* Source passage
* * * * * * *
Chickenpox , also known as varicella, is a common childhood disease. While chickenpox is usually mild—characterized by itchy spots, a fever, and tiredness—it can be serious, especially in infants and adults. In fact, in the United States, about 12,000 people are hospitalized and 100 people die as a result of chickenpox each year.

The chickenpox vaccine became available in the United States in 1995. Since then, the incidence of chickenpox has decreased substantially. But recent reports of chickenpox outbreaks in groups with high immunization rates have raised questions about the effectiveness of the chickenpox vaccine.

A new study in the February 18, 2004 issue of the Journal of the American Medical Association found that the effectiveness of the chickenpox vaccine decreases significantly within the first year following vaccination. In addition, the vaccine was found to be less effective if it was administered to children younger than 15 months of age.

About the Study

This study included 339 children ages 13 months to 16 years who were diagnosed with chickenpox. These children were age-matched with 669 children who had not had chickenpox (the control group).

A research assistant visited the homes of children with suspected chickenpox 3–5 days after they developed symptoms. The research assistant rated the severity of each child’s illness, based on number and type of lesions, severity of fever and other symptoms, and a subjective assessment. Chickenpox was diagnosed only if virus was detected in skin rashes by a specialized laboratory technique known as polymerase chain reaction (PCR). For all children, the researchers recorded if and/or when the child had been vaccinated for chickenpox.

From this information, the researchers calculated the effectiveness of the vaccine, taking into account the time since vaccination and the child’s age at vaccination.

The Findings

Overall, the chickenpox vaccine was 87% effective. In other words, vaccinated children were 87% less likely than the unvaccinated children to develop chickenpox. Furthermore, chickenpox was significantly more severe in unvaccinated children. Most cases of chickenpox in vaccinated children were mild.

In the first year after vaccination, the vaccine’s effectiveness was 97%. But in year two, the effectiveness dropped significantly—to 86%. And by years 7–8 after vaccination, the effectiveness of the vaccination was down slightly to 81%—a fall that the researchers reported might have been due to chance.

The effectiveness of the vaccine was related to the child’s age at vaccination. When the vaccine was administered to children younger than 15 months, it was 73% effective during the first year, compared with 99% effective when administered to children older than 15 months.

How Does This Affect You?

These findings suggest that while the chickenpox vaccine is highly effective overall, some vaccinated children still develop chickenpox. Additionally, the vaccine’s effectiveness drops in the first year after immunization and may continue to fall slightly for five or more years. Further studies will be needed to determine how much protection extends into adolescence and adulthood—times of life when chickenpox infection may prove most dangerous.
* * * * * * *
* Records shown

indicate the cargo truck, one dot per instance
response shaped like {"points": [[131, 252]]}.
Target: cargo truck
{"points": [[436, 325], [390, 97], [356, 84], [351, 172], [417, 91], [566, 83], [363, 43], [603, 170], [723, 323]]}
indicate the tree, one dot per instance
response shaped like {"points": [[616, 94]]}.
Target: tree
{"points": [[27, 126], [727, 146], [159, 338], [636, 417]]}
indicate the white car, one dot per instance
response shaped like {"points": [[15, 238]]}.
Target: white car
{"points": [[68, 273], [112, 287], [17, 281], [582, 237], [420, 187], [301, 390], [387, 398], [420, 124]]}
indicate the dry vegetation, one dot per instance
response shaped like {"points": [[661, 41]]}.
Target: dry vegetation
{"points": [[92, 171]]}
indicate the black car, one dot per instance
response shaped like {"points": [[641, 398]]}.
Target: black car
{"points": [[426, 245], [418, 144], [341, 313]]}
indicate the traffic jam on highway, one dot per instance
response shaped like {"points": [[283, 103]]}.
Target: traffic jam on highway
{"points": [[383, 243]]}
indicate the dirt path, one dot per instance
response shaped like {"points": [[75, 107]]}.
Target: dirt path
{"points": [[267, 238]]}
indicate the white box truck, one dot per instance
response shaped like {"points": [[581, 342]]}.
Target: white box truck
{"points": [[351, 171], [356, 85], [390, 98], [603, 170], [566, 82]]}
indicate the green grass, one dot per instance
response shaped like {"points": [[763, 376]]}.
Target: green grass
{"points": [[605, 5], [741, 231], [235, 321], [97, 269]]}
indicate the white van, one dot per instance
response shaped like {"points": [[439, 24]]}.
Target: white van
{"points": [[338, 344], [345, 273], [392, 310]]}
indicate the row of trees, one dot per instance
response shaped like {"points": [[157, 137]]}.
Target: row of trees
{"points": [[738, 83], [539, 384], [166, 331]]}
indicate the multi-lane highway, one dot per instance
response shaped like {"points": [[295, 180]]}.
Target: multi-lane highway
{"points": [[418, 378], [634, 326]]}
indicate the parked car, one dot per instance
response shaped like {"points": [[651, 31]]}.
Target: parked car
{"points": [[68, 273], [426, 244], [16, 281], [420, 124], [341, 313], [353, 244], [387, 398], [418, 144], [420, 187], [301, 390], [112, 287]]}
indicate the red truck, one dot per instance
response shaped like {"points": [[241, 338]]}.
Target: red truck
* * * * * * *
* What to work on
**A)** According to the chickenpox vaccine article, how effective was the vaccine during the first year when it was given to children younger than 15 months?
**B)** From the chickenpox vaccine article, extract the passage word for word, starting with "The Findings" and going on through "than 15 months.".

* Task results
**A)** It was 73% effective.

**B)**
The Findings

Overall, the chickenpox vaccine was 87% effective. In other words, vaccinated children were 87% less likely than the unvaccinated children to develop chickenpox. Furthermore, chickenpox was significantly more severe in unvaccinated children. Most cases of chickenpox in vaccinated children were mild.

In the first year after vaccination, the vaccine’s effectiveness was 97%. But in year two, the effectiveness dropped significantly—to 86%. And by years 7–8 after vaccination, the effectiveness of the vaccination was down slightly to 81%—a fall that the researchers reported might have been due to chance.

The effectiveness of the vaccine was related to the child’s age at vaccination. When the vaccine was administered to children younger than 15 months, it was 73% effective during the first year, compared with 99% effective when administered to children older than 15 months.